Required action A
Please extract the passage of the article on Oakland's coal ban lawsuit starting at "About 20 environmental, community" and ending at "him for comment.".
Required action B
Summarize the article on Oakland's coal ban lawsuit in two sentences.
Required action C
Write the next part of the article on Oakland's coal ban lawsuit, picking up after its final sentence.

Bay Area/ Oakland/ Politics & Govt
Published on January 31, 2017
Activists Urge Developer To Drop Lawsuit Against Oakland's Coal BanPhoto: Stand Earth/Twitter

About 20 environmental, community and faith-based activists gathered Monday outside the Oakland office of developer Phil Tagami, urging him to drop a lawsuit challenging the city’s right to ban coal deliveries to a harborside shipping terminal he hopes to build.

Tagami filed his suit on December 7 in response to a decision by the Oakland City Council to block coal shipments; he was not at the rally held in Frank Ogawa Plaza, and Hoodline could not reach him for comment. 

According to OBOT, the city is obstructing foreign, interstate and intrastate commerce and is bucking federal regulations on hazardous materials transportation and on ocean shipping in the US–foreign trades.

Speakers at the rally, organized by No Coal in Oakland, did not address the legal issues that Tagami’s company, Oakland Bulk and Oversized Terminal, is raising. Instead, they focused on public–health and environmental concerns as they have been doing since before the US Army abandoned the waterfront property in 1999.

Supplied information
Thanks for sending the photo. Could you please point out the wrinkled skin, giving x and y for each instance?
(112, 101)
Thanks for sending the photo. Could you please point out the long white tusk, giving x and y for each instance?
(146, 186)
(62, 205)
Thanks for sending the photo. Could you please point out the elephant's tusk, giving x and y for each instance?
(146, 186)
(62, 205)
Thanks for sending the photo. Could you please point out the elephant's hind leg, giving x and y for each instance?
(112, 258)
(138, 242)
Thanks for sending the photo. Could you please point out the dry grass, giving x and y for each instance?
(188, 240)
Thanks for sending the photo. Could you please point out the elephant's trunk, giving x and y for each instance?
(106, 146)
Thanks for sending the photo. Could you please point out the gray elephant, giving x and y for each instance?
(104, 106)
--
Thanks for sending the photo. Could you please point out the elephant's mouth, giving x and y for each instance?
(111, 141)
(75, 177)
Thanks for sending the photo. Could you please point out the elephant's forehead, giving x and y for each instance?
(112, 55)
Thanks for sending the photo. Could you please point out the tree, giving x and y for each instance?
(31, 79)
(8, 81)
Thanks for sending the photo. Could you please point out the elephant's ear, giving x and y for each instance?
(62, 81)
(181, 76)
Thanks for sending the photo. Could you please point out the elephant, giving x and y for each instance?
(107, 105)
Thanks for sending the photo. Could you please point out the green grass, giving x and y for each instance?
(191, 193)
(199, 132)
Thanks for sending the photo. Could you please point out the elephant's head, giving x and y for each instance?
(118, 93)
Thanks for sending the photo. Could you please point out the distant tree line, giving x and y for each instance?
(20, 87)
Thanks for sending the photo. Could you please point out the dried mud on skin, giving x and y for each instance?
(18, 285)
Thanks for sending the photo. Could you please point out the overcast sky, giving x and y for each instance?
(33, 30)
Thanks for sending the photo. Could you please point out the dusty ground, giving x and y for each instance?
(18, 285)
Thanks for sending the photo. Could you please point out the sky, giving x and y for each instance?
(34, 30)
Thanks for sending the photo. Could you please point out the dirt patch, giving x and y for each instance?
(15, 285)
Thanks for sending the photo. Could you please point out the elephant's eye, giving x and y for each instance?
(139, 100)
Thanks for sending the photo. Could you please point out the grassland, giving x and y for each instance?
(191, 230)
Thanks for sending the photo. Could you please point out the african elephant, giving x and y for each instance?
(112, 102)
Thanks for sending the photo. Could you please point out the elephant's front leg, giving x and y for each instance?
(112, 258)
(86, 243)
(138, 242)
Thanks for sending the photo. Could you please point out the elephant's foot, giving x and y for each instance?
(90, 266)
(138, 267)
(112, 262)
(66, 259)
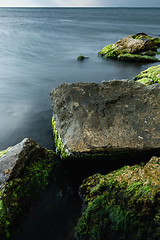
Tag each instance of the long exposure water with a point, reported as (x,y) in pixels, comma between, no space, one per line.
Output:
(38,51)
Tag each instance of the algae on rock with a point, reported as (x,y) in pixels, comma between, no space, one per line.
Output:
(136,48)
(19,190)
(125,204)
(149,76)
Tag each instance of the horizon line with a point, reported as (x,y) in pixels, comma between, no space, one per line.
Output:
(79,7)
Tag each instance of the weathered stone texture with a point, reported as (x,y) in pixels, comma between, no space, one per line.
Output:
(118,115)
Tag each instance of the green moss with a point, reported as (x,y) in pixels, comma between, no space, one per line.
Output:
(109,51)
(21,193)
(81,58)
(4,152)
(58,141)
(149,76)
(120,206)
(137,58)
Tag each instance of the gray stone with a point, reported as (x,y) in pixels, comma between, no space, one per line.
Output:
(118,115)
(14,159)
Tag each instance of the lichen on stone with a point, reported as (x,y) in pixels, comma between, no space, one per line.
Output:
...
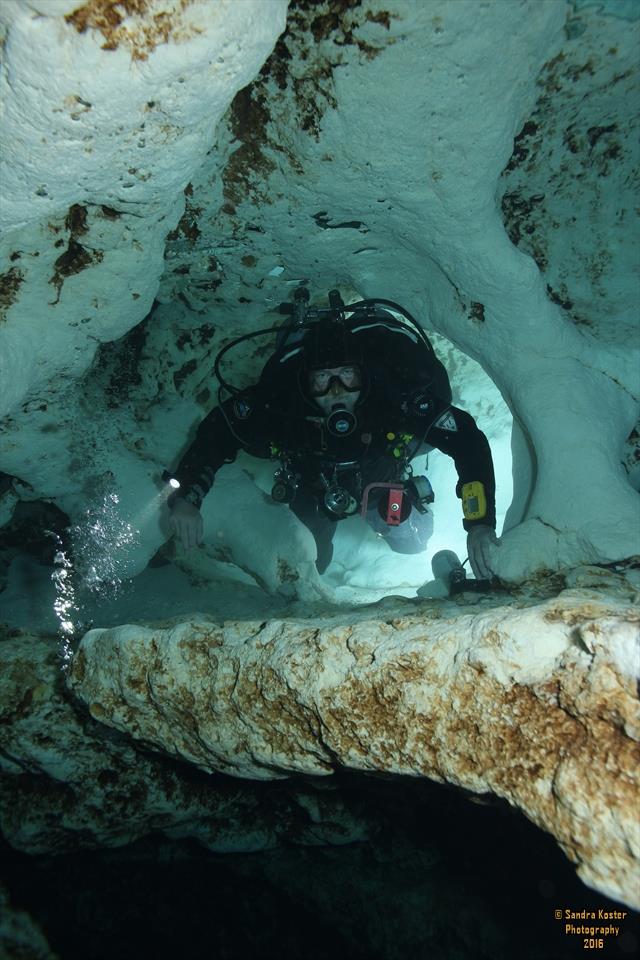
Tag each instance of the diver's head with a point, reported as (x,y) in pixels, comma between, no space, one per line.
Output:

Reply A
About 20 environmental, community and faith-based activists gathered Monday outside the Oakland office of developer Phil Tagami, urging him to drop a lawsuit challenging the city’s right to ban coal deliveries to a harborside shipping terminal he hopes to build.

Tagami filed his suit on December 7 in response to a decision by the Oakland City Council to block coal shipments; he was not at the rally held in Frank Ogawa Plaza, and Hoodline could not reach him for comment.

Reply B
About 20 activists gathered Monday outside developer Phil Tagami's Oakland office to urge him to drop his lawsuit challenging the city's right to ban coal deliveries to a harborside shipping terminal he hopes to build. His company, Oakland Bulk and Oversized Terminal, claims the city is obstructing commerce and bucking federal regulations, but the rally's speakers focused on public-health and environmental concerns instead.

Reply C
They said the combination of coal dust and diesel exhaust particulates would cause respiratory and cardiovascular ailments, cancer and infectious disease, and would exacerbate climate change. As Hoodline reported last week, coal ban proponents are seeking volunteers near cargo terminals who'll install sensors that measure particulate pollution.

Noting the widespread grassroots opposition that held sway with the City Council last June, NCIO co-coordinator Michael Kaufman called the lawsuit “nothing less than an attack on the democratic process.”

Both Kaufman and Margaret Gordon, co-director of the West Oakland Environmental Indicators Project, told Hoodline that if OBOT prevails, coal opponents would resort to on-the-ground action to keep it out of the terminal.

“Even if it means lying on the railroad tracks, our opposition is not going to stop,” Gordon said. 

Kaufman said there would be “direct action – sitting in front of trains, disrupting production at the terminal – doing whatever we can to stop the coal."